(Extracted data entries)
** Begin **

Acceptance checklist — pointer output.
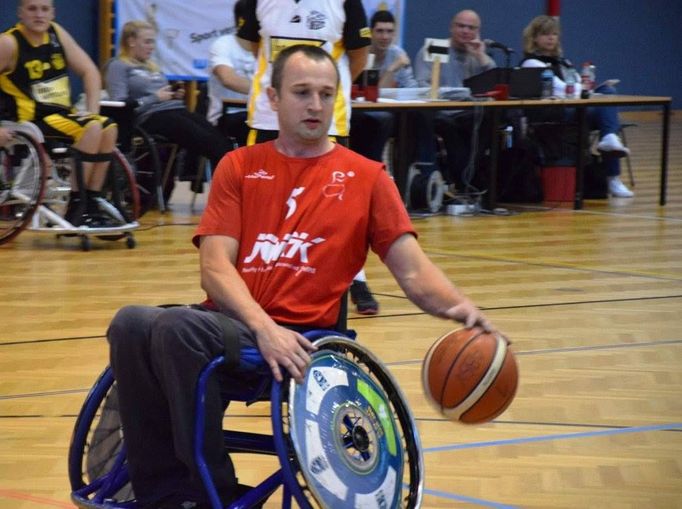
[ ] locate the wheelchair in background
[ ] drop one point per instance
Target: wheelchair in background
(35, 176)
(345, 437)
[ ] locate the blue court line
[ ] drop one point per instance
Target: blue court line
(561, 436)
(470, 500)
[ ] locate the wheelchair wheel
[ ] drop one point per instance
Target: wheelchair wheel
(120, 188)
(97, 465)
(22, 183)
(346, 437)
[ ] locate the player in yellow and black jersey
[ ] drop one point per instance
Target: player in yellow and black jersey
(35, 57)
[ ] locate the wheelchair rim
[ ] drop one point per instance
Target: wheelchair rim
(27, 202)
(304, 471)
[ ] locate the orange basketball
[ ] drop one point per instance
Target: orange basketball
(470, 375)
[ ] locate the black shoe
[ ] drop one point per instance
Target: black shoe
(364, 302)
(75, 211)
(105, 212)
(242, 489)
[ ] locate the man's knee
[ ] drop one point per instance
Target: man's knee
(178, 329)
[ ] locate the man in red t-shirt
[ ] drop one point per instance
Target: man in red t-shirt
(287, 226)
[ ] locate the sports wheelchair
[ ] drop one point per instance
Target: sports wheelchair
(35, 188)
(345, 437)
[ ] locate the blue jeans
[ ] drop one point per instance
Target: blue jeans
(605, 120)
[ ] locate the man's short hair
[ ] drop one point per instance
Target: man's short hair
(382, 16)
(312, 52)
(239, 13)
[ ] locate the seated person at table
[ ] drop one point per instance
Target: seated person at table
(371, 129)
(467, 57)
(232, 65)
(157, 354)
(542, 48)
(134, 77)
(35, 56)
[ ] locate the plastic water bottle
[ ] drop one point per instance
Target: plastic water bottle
(547, 78)
(570, 84)
(587, 77)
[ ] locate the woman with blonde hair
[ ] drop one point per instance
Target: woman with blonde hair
(542, 48)
(135, 78)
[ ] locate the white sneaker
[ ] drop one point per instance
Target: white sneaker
(612, 146)
(618, 189)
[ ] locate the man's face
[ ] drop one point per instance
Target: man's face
(547, 43)
(305, 102)
(143, 45)
(465, 28)
(36, 15)
(382, 35)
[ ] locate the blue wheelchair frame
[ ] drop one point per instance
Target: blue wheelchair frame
(103, 490)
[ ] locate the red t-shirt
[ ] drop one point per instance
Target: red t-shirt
(304, 225)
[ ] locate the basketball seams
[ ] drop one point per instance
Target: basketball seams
(453, 364)
(483, 384)
(504, 403)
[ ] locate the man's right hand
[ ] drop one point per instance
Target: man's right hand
(282, 347)
(5, 136)
(165, 93)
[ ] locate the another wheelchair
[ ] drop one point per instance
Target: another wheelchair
(344, 438)
(35, 187)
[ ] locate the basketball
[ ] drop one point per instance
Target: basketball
(470, 375)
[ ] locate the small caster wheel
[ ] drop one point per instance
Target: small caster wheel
(85, 243)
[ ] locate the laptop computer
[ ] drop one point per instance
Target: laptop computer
(524, 82)
(485, 81)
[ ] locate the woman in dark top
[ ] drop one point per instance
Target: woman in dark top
(542, 48)
(133, 77)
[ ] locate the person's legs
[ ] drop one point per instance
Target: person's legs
(189, 130)
(606, 120)
(156, 355)
(234, 124)
(93, 138)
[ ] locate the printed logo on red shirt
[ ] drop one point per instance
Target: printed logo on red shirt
(337, 187)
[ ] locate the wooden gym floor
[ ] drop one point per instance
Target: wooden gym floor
(592, 301)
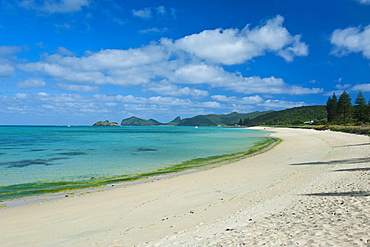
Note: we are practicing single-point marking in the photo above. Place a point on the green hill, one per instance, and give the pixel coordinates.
(175, 122)
(134, 121)
(296, 115)
(215, 120)
(105, 123)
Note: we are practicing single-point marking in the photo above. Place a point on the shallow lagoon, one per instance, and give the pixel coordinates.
(36, 160)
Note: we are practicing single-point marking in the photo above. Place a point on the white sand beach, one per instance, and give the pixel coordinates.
(313, 189)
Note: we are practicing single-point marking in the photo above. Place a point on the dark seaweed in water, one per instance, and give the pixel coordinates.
(25, 163)
(73, 153)
(146, 149)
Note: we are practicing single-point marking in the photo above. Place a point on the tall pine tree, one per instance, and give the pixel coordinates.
(361, 109)
(332, 108)
(345, 108)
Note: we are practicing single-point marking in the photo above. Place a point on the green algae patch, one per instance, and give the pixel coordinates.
(39, 188)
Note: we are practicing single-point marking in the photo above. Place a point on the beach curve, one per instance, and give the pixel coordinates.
(227, 205)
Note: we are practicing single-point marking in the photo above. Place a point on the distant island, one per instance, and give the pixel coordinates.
(296, 115)
(106, 123)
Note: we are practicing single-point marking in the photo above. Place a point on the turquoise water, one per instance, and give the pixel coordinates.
(37, 160)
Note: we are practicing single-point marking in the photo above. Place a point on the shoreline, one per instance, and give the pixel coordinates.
(226, 205)
(187, 167)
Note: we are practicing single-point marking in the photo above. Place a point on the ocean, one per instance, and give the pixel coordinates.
(38, 160)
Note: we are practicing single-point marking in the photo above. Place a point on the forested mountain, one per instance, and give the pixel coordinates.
(134, 121)
(215, 120)
(296, 115)
(201, 120)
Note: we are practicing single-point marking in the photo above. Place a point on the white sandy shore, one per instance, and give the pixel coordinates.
(313, 189)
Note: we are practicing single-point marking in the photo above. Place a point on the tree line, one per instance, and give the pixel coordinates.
(341, 111)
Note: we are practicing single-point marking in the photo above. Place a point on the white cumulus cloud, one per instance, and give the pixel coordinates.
(32, 83)
(351, 39)
(78, 88)
(362, 87)
(56, 6)
(234, 46)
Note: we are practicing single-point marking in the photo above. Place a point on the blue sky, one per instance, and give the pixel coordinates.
(79, 61)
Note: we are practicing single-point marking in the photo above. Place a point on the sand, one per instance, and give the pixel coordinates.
(313, 189)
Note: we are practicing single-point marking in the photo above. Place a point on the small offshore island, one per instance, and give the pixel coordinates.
(106, 123)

** End **

Only the lines from the one containing "the white sandy" to the end of the records should be repeated, exactly as they appear.

Note: we are practicing single-point marking in the photo above. Place a point on the white sandy shore, one per instance, and give the pixel coordinates.
(313, 189)
Note: we are practicing single-point marking in the photo above. Place a point on the tree line, one per instance, and give the pixel coordinates.
(341, 111)
Note: we are practicing single-point marking in the photo above. Place a point on the white cumulus cloud, one per instance, and give the pixel coordinates.
(32, 83)
(351, 39)
(78, 88)
(362, 87)
(56, 6)
(234, 46)
Note: we are practicing single-point marking in the photo above. Place a point on the blue sky, one per instance, and give the pixel coordinates.
(79, 61)
Note: we are practicing single-point marking in the photo above. Place a point on the sand, one per instance, and give the pixel coordinates.
(313, 189)
Note: we are practicing single-point marking in the photo above. Place a point on the small offshore island, one per instance, and give the pixel coordinates.
(106, 123)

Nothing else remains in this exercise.